INSTRUCTIONS FOR THE TASK ▸ State how many lines in the following entries contain the word "below". No other output.

(Referring expression pointing data)
***

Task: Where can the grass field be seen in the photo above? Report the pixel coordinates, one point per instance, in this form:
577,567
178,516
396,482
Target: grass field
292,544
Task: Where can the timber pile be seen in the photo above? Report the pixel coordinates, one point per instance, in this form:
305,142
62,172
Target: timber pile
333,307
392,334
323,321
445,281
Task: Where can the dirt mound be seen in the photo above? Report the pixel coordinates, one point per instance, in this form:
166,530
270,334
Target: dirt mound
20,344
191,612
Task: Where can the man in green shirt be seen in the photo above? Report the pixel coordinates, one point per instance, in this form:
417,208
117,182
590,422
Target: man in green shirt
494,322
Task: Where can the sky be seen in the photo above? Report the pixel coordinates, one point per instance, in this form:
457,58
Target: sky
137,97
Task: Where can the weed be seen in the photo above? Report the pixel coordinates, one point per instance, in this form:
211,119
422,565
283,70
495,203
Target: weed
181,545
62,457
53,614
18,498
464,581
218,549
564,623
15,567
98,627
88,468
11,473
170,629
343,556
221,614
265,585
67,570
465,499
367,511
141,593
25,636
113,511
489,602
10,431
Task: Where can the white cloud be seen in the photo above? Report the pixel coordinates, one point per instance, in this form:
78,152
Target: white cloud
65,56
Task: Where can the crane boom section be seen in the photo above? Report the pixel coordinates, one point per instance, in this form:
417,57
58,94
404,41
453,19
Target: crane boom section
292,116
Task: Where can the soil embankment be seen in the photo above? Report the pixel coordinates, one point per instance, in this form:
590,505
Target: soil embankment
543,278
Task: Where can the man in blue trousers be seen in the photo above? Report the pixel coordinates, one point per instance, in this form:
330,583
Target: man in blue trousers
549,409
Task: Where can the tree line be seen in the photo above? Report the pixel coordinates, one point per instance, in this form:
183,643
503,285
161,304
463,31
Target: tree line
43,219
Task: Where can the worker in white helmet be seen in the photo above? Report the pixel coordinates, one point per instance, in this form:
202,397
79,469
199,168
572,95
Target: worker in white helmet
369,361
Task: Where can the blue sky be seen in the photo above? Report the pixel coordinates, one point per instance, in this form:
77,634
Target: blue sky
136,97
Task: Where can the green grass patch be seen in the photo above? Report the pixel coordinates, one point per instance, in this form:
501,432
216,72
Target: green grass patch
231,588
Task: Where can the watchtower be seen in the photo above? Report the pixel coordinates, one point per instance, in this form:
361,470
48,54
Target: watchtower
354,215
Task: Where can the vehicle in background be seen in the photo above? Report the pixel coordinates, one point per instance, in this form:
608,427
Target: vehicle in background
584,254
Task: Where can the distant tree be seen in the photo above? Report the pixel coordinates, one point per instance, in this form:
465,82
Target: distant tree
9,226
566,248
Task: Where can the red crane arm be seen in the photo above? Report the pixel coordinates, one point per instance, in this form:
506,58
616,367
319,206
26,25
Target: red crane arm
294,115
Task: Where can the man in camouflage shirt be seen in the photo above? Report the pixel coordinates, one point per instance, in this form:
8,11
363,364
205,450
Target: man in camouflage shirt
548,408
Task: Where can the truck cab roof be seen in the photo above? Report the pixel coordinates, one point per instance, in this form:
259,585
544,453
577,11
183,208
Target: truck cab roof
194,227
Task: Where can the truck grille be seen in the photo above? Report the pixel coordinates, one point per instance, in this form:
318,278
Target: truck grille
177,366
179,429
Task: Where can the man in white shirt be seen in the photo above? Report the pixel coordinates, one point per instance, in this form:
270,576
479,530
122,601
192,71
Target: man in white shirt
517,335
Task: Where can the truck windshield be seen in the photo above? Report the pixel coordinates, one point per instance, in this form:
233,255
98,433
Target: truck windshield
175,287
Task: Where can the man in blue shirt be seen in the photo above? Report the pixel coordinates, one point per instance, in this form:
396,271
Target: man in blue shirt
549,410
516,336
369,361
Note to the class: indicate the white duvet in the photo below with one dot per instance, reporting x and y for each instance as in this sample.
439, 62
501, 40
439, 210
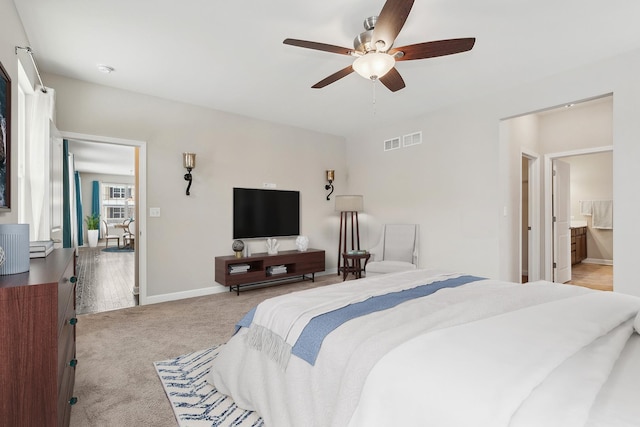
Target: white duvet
487, 353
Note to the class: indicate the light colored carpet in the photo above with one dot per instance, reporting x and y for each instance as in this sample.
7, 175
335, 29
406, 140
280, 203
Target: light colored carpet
116, 382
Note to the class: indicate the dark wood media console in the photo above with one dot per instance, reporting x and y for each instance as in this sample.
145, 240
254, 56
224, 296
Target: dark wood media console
298, 265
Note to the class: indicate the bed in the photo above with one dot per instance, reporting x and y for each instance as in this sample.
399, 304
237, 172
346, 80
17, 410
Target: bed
428, 347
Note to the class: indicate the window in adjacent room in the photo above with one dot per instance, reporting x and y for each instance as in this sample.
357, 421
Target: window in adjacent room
118, 202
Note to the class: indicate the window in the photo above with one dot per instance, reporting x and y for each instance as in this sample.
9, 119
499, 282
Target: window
116, 213
117, 193
118, 202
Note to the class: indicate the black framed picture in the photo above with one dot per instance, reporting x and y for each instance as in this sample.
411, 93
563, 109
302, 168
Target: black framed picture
5, 139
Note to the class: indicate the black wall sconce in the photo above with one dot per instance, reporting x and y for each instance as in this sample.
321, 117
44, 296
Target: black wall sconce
189, 162
329, 186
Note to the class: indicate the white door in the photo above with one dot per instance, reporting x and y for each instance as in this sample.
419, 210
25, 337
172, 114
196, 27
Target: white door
561, 222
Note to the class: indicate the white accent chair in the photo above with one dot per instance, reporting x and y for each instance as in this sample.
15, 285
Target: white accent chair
396, 251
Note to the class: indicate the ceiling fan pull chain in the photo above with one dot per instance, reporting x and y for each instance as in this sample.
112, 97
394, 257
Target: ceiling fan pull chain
373, 95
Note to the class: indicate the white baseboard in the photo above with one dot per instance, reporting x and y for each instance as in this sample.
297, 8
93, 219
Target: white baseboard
155, 299
215, 289
597, 261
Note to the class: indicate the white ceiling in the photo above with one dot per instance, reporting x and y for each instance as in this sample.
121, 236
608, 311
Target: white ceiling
229, 55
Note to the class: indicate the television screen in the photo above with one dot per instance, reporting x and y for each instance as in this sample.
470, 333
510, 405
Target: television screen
265, 213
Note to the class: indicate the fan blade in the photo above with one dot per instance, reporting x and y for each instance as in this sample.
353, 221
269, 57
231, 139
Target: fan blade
392, 17
318, 46
333, 77
433, 49
392, 80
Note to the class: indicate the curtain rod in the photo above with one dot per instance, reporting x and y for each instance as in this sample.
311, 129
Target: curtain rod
33, 60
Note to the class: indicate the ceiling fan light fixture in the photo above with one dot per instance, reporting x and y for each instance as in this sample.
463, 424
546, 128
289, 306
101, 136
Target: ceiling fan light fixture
374, 65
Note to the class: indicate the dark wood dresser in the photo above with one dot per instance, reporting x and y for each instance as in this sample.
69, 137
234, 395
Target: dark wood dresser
38, 343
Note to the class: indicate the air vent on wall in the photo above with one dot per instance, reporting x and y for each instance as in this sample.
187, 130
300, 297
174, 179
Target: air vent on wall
412, 139
392, 144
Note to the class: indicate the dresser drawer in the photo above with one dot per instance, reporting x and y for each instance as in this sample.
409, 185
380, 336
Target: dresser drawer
66, 350
65, 397
66, 294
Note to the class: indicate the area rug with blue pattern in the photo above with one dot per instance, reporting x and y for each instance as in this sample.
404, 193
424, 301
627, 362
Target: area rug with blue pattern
195, 402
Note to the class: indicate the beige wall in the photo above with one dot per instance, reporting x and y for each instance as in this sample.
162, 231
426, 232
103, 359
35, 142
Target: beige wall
463, 183
232, 151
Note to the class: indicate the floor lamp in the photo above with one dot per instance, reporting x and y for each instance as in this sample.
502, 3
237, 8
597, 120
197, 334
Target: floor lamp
348, 206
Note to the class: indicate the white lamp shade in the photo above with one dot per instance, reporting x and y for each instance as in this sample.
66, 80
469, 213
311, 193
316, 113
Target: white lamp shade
189, 160
373, 65
349, 203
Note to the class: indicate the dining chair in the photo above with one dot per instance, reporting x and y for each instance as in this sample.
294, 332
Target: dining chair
106, 236
129, 236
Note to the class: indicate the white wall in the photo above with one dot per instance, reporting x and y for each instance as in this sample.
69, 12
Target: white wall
232, 151
463, 179
11, 35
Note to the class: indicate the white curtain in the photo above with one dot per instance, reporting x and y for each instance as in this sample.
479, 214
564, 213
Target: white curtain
37, 167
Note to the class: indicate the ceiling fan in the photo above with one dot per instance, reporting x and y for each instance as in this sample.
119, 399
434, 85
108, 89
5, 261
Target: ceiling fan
374, 51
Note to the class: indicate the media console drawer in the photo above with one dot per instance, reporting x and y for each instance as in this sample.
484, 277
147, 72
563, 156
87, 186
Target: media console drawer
262, 268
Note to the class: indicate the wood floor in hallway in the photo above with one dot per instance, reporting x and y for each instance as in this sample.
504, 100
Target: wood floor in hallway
594, 276
105, 280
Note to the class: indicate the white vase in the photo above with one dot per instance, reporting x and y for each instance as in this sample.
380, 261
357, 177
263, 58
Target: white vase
92, 237
302, 242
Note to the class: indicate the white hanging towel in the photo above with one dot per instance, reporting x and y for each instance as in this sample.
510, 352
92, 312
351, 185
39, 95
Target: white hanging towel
586, 207
602, 214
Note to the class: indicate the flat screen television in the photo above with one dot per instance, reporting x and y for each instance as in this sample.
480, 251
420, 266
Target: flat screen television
265, 213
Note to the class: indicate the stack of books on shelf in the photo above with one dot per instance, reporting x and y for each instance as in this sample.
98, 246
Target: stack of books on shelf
356, 252
40, 249
239, 268
277, 269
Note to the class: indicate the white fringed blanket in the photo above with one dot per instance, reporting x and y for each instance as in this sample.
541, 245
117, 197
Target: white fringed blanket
477, 349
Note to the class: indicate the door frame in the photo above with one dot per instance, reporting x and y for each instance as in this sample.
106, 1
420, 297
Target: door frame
533, 269
141, 202
548, 194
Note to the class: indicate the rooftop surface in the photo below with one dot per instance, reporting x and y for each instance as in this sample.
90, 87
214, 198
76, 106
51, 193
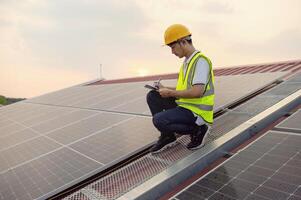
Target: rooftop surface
55, 141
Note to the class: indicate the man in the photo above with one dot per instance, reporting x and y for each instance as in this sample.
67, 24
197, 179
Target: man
188, 108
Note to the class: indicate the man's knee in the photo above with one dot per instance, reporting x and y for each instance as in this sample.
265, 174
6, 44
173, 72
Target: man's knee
151, 96
158, 120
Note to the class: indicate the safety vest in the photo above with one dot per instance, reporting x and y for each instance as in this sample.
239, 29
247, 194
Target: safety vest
202, 106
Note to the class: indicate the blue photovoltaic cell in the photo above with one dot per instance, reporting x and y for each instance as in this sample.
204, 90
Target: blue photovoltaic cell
270, 168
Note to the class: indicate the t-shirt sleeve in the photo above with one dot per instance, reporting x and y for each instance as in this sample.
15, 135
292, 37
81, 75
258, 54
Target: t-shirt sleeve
201, 73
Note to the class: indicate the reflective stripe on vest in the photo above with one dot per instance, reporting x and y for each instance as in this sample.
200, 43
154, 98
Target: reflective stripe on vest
202, 106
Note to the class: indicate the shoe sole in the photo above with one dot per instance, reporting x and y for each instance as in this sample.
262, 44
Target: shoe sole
203, 142
166, 147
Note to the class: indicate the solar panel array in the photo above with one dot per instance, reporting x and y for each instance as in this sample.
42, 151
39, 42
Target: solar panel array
270, 168
56, 140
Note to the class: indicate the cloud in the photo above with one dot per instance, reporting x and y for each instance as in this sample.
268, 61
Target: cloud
217, 7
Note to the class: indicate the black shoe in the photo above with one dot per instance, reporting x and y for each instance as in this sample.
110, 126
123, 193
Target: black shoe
199, 137
163, 143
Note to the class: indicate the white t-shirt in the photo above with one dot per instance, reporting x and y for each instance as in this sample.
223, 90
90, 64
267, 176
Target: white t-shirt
201, 76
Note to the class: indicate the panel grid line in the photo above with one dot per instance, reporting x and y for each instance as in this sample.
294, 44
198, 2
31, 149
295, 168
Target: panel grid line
274, 174
212, 170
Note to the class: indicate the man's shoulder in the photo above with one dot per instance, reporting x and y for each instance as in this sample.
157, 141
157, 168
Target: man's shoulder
202, 62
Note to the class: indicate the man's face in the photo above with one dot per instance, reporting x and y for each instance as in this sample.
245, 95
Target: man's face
176, 49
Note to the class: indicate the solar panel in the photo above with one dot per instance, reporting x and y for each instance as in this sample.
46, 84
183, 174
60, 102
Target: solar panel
116, 97
60, 144
52, 172
267, 169
292, 122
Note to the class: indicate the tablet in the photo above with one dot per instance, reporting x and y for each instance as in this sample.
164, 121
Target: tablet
150, 87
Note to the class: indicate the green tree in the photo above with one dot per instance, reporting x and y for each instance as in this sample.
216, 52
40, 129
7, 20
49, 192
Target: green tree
3, 100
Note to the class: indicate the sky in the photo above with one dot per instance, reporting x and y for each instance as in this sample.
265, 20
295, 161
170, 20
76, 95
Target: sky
47, 45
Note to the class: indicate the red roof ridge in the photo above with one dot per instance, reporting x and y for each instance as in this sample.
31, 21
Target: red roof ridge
289, 66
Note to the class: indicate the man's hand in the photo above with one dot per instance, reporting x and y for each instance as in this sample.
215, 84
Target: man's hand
165, 92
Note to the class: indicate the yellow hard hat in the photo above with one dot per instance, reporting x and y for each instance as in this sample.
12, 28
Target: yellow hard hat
175, 32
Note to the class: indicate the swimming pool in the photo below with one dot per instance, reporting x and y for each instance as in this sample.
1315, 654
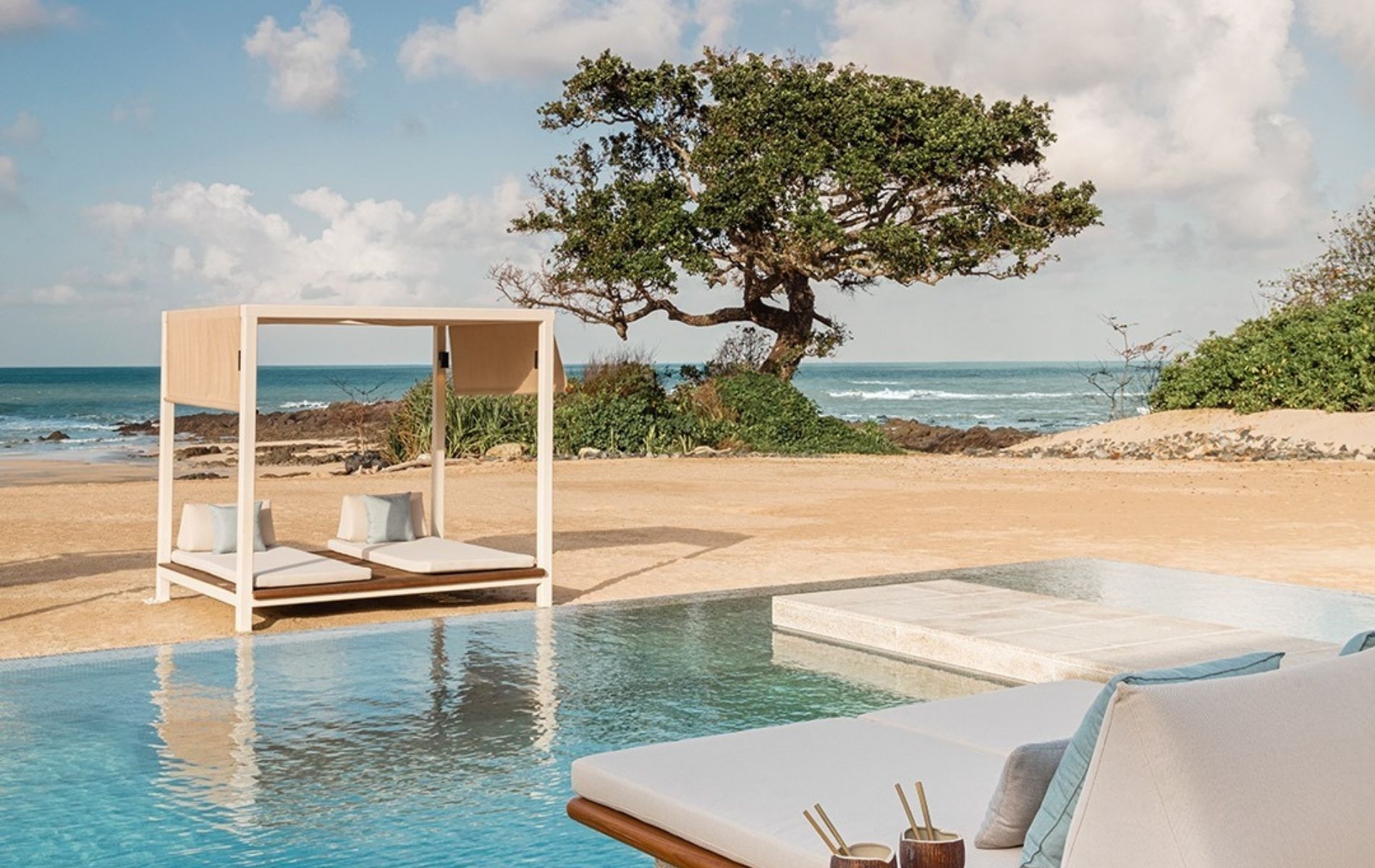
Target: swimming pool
429, 744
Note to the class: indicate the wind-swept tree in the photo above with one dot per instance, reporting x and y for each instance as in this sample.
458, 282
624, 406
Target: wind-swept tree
770, 176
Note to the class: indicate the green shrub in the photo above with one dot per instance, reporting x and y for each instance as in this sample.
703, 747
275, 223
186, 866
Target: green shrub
768, 414
623, 407
472, 423
1301, 356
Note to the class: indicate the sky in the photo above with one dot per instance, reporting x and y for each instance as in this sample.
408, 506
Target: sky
158, 154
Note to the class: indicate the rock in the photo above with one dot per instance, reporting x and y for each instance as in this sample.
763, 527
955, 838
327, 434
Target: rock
363, 461
505, 452
194, 452
918, 437
131, 429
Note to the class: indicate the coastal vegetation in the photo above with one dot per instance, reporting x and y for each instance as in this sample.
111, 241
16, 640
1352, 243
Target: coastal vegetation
622, 406
1313, 351
765, 176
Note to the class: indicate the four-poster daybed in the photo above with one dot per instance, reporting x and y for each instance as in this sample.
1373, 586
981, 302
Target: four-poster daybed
209, 359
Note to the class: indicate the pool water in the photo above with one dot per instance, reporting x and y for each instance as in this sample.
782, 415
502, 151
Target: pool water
431, 744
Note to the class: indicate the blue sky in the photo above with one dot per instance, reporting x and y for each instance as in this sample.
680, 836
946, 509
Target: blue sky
171, 154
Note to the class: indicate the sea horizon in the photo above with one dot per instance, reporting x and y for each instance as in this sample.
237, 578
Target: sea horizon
88, 403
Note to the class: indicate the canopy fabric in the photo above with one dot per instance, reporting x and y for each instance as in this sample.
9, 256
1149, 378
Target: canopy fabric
498, 359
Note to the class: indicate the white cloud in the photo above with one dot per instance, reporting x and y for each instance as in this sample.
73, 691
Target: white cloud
1350, 24
137, 111
9, 183
1184, 98
307, 61
55, 294
33, 14
531, 39
27, 129
369, 250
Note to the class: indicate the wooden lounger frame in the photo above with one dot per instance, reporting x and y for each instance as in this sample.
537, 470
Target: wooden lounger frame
649, 840
386, 582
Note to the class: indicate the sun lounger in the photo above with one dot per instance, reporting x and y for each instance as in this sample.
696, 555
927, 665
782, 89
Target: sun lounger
426, 556
742, 796
1268, 771
279, 566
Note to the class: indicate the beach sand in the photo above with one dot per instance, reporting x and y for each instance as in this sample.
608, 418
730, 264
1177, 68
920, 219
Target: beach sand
76, 558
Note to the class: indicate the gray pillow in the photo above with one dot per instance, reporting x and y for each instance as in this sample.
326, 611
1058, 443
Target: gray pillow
1361, 642
226, 518
389, 518
1026, 775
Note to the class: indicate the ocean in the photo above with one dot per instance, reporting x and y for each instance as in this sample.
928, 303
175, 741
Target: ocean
87, 404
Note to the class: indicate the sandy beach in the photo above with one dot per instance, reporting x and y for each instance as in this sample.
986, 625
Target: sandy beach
76, 559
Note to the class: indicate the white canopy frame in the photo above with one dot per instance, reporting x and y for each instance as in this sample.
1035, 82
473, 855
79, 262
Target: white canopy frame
209, 359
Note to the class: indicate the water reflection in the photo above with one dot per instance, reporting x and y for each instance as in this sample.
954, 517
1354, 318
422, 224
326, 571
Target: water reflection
426, 715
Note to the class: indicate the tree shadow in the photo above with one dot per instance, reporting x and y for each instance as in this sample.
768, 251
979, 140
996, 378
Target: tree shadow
73, 565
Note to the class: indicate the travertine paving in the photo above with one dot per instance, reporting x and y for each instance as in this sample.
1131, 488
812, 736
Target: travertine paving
1018, 635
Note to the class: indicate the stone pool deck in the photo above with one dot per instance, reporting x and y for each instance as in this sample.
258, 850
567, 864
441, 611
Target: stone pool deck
1018, 635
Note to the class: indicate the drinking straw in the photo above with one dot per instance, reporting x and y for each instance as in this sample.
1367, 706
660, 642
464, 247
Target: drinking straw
845, 848
926, 812
826, 841
907, 809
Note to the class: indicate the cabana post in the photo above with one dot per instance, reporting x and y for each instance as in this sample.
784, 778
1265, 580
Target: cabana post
209, 359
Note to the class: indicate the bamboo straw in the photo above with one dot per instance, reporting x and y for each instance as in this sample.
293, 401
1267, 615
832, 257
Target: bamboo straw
826, 841
845, 848
926, 812
907, 809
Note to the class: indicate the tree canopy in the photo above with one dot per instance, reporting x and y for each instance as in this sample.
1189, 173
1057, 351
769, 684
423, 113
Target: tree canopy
769, 176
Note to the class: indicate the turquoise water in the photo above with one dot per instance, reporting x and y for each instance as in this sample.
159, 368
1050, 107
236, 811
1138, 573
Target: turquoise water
431, 744
88, 403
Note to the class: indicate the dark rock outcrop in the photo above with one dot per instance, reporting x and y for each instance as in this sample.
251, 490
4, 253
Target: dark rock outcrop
979, 440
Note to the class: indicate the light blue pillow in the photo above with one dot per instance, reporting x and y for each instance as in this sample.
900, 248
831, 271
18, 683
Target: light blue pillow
227, 528
1361, 642
1044, 846
388, 518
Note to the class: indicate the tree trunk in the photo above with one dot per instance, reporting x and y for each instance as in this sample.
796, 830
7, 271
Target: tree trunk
791, 327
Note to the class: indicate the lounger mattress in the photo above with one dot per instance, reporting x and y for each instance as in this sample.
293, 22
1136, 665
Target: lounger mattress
279, 566
999, 721
432, 556
742, 794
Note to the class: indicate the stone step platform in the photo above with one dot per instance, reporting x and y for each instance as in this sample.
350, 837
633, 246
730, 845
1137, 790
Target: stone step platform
1018, 635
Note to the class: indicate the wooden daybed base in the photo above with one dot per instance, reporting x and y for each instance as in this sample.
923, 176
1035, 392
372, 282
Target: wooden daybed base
385, 580
648, 840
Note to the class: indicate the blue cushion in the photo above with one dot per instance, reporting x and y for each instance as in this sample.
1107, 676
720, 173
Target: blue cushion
227, 528
1045, 840
1361, 642
388, 518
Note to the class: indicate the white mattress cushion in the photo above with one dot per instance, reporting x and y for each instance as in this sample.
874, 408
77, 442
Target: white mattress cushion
279, 566
354, 518
431, 556
1000, 721
742, 794
1277, 768
195, 532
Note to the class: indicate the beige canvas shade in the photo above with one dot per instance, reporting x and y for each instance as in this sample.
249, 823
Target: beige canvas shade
498, 359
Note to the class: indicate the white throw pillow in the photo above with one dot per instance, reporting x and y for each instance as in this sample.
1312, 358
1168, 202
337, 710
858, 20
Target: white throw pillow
197, 529
354, 518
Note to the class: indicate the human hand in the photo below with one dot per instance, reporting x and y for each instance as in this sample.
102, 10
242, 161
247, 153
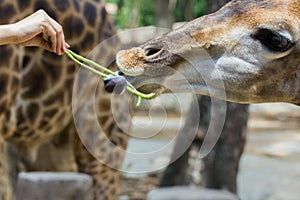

***

REPLY ▸ 4